「Target: brown rocky soil」を含む行からエントリの末尾まで、すべての行を空行を除いてMarkdownの表に書き直すこと。列名は「番号」と「内容」とし、「番号」には行の通し番号、「内容」にはその行を入れる。

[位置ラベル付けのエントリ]
┏━━

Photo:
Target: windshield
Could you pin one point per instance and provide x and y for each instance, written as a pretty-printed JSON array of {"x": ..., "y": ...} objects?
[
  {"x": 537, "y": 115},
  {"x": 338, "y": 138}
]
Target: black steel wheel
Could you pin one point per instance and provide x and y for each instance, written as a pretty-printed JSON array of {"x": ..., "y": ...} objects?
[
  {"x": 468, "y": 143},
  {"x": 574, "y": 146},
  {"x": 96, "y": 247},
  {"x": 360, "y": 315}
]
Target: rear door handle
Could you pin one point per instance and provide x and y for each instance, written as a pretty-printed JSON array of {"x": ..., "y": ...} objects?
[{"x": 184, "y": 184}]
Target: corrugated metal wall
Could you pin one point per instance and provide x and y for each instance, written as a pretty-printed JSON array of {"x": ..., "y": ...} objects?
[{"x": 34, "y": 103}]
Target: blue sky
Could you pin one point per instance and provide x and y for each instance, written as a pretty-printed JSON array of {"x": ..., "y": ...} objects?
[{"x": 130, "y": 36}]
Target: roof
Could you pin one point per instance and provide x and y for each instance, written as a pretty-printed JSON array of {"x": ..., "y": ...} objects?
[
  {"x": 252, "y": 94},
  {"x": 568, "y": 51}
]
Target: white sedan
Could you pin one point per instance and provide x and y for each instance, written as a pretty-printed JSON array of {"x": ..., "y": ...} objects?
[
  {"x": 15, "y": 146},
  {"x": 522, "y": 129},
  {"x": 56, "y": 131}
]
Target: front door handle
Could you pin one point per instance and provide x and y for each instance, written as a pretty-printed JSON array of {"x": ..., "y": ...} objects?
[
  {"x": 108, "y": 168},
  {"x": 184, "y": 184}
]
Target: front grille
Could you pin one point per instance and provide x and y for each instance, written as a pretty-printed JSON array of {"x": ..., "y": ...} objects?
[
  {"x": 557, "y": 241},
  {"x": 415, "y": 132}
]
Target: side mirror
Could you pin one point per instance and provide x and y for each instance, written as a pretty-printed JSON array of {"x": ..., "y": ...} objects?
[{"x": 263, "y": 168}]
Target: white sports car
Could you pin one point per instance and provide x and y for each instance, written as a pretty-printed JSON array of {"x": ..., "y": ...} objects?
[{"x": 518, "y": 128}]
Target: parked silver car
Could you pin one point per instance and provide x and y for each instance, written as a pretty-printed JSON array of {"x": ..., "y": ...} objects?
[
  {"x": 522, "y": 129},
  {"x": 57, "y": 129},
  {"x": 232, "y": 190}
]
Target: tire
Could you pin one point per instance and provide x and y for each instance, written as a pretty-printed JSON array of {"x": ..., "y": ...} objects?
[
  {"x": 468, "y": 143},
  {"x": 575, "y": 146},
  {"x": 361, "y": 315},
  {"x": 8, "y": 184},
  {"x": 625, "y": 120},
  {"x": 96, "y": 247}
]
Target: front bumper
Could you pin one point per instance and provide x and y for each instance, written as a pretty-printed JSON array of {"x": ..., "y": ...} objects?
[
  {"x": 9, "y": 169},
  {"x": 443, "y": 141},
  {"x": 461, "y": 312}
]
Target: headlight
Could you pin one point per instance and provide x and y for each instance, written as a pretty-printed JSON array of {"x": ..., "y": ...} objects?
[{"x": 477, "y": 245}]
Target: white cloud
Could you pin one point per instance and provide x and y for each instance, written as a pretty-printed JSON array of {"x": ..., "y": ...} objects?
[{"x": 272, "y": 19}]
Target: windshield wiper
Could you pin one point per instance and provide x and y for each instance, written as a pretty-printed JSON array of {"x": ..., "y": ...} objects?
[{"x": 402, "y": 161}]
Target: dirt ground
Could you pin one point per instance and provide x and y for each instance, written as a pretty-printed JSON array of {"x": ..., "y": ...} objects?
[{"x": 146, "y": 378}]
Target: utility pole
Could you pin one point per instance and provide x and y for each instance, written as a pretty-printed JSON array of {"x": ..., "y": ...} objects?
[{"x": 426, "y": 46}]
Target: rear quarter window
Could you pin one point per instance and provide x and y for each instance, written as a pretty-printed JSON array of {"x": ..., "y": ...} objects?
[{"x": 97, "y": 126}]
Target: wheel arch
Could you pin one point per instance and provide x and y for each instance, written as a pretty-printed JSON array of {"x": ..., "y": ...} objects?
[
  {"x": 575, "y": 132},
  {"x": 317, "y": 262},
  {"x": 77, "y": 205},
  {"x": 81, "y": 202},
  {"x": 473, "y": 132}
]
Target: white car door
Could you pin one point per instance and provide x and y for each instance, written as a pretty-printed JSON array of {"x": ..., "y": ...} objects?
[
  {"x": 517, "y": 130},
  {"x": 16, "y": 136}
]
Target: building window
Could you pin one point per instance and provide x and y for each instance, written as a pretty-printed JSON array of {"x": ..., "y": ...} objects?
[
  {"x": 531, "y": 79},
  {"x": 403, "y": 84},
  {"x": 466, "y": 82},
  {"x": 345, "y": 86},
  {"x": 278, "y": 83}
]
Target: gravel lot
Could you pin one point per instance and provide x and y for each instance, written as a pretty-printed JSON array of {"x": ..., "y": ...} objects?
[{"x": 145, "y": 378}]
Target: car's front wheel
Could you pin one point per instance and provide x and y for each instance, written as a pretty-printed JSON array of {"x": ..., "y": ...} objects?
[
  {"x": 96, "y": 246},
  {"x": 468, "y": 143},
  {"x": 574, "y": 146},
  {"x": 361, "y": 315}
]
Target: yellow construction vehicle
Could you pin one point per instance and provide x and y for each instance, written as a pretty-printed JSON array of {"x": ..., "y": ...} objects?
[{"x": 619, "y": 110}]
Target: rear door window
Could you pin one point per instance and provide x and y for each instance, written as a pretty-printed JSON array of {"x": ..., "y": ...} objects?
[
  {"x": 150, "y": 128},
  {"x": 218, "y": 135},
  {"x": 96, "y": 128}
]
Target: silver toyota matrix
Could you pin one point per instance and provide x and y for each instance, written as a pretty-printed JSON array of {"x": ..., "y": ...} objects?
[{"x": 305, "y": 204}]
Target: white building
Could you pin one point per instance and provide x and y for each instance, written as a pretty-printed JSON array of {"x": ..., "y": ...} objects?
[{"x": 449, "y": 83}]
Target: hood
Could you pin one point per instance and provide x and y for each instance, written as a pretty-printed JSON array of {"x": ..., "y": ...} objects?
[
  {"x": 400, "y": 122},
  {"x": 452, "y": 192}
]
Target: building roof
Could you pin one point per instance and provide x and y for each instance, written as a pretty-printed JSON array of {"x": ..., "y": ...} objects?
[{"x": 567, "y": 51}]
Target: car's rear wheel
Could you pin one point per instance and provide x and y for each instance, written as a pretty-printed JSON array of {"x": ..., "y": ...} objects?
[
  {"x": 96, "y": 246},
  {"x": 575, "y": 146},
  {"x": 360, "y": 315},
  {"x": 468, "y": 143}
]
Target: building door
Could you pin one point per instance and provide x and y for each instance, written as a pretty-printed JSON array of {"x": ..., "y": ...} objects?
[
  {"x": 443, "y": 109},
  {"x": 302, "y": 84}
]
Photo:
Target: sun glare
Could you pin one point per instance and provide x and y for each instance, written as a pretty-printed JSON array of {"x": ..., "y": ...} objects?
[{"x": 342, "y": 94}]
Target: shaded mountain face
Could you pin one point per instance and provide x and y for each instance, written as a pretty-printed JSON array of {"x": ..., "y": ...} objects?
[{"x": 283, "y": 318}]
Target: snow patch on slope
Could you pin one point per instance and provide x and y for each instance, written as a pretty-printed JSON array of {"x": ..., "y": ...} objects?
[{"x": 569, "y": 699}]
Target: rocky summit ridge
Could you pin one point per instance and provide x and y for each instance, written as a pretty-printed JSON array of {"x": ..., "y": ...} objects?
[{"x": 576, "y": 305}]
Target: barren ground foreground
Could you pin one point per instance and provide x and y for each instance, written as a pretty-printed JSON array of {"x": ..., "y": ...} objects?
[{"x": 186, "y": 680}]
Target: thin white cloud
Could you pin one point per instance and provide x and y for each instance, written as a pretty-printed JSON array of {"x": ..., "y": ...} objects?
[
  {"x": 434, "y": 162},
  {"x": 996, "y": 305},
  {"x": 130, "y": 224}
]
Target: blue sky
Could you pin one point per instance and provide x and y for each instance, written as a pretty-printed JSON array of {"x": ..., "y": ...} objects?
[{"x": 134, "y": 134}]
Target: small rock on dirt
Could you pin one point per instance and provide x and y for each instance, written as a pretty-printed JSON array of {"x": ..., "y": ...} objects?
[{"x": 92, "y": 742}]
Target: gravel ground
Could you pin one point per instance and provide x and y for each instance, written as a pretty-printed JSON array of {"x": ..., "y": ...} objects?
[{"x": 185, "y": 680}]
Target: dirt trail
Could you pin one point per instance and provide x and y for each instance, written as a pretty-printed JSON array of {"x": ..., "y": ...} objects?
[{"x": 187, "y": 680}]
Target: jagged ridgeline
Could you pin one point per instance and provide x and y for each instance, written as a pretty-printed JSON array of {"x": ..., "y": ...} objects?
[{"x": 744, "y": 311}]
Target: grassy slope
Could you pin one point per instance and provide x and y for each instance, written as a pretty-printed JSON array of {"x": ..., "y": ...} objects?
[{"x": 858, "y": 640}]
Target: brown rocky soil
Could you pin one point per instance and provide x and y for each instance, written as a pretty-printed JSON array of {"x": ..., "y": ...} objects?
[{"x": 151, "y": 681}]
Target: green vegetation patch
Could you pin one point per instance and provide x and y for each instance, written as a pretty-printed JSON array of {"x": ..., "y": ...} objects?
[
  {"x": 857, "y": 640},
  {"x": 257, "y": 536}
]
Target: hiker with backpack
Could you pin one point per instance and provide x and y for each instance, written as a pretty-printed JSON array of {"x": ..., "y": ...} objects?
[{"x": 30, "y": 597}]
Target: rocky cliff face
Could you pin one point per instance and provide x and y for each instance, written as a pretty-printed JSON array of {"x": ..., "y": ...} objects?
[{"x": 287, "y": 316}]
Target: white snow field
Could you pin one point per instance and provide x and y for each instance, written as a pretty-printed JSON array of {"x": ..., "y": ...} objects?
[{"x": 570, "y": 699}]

┗━━

_回答は以下_.
| 番号 | 内容 |
|---|---|
| 1 | Target: brown rocky soil |
| 2 | Could you pin one point per instance and provide x and y for each instance, written as a pretty-printed JSON array of {"x": ..., "y": ...} objects? |
| 3 | [{"x": 151, "y": 681}] |
| 4 | Target: green vegetation patch |
| 5 | Could you pin one point per instance and provide x and y for each instance, written as a pretty-printed JSON array of {"x": ..., "y": ...} objects? |
| 6 | [ |
| 7 |   {"x": 857, "y": 640}, |
| 8 |   {"x": 257, "y": 536} |
| 9 | ] |
| 10 | Target: hiker with backpack |
| 11 | Could you pin one point per instance and provide x and y for each instance, written as a pretty-printed JSON array of {"x": ..., "y": ...} objects? |
| 12 | [{"x": 30, "y": 597}] |
| 13 | Target: rocky cliff face |
| 14 | Could you pin one point per instance and provide x and y for each instance, written as a pretty-printed JSON array of {"x": ..., "y": ...} objects? |
| 15 | [{"x": 287, "y": 316}] |
| 16 | Target: white snow field |
| 17 | Could you pin one point per instance and provide x and y for each instance, written as a pretty-printed JSON array of {"x": ..., "y": ...} objects? |
| 18 | [{"x": 570, "y": 699}] |